— Start Data supplied —

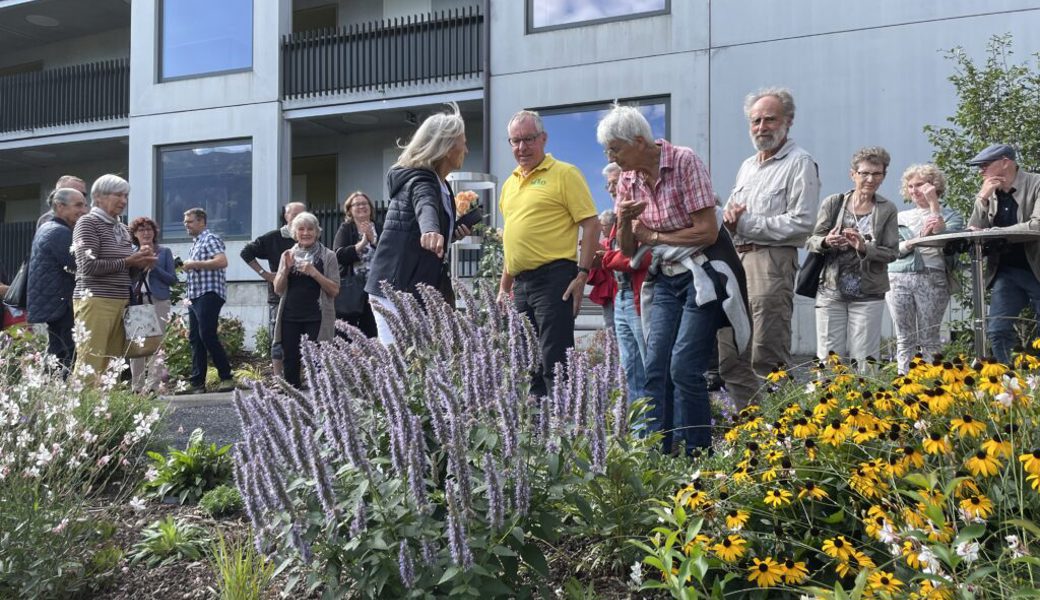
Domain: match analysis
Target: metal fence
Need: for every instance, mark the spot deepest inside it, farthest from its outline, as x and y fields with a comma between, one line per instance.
x=69, y=95
x=16, y=241
x=400, y=51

— End Data supplied —

Update the listing by swapping "metal fence" for "chain-link fence" and keeping everything else the same. Leave the pictures out.

Domain: match analysis
Target: chain-link fence
Need: for every instance, mark the spot deepest inside it, farthest from its outline, as x and y fields with a comma between, one line per instance.
x=69, y=95
x=16, y=241
x=400, y=51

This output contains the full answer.